Stored records
# # # #
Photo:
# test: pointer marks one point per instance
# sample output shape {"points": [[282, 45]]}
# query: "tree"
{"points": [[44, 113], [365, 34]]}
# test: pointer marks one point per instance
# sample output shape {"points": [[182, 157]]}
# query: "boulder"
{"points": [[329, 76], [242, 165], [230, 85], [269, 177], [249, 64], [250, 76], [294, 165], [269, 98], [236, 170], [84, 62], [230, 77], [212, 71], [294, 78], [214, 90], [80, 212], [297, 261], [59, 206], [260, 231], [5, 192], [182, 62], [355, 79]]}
# # # #
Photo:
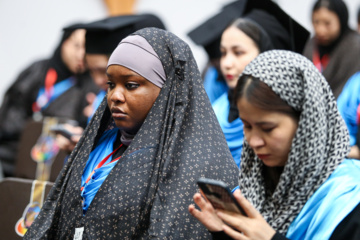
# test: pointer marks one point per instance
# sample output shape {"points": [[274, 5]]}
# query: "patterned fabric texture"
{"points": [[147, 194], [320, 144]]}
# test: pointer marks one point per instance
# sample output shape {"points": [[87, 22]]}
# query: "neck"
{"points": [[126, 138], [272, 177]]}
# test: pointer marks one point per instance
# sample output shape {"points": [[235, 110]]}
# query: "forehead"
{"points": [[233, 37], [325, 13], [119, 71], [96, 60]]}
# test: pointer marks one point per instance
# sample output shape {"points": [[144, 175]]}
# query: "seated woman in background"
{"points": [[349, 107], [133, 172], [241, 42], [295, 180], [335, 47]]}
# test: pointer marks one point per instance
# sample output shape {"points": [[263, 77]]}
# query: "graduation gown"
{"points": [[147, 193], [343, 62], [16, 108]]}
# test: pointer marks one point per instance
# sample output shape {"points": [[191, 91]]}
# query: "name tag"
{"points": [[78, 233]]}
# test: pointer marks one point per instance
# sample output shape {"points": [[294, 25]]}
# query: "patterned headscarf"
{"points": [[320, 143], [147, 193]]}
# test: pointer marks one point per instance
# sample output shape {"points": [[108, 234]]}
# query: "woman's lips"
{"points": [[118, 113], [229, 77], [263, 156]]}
# # # #
● **Task goal**
Please show each line of the records above that contains the string "shape".

● **Response below**
# sample output shape {"points": [[282, 45]]}
# sample output shape {"points": [[182, 157]]}
# sample output shape {"points": [[274, 5]]}
# sample output shape {"points": [[87, 22]]}
# sample output shape {"points": [[235, 110]]}
# sample output shape {"points": [[144, 175]]}
# sample output shape {"points": [[263, 77]]}
# sample output shape {"points": [[191, 91]]}
# sample output shape {"points": [[294, 25]]}
# sample output shape {"points": [[108, 234]]}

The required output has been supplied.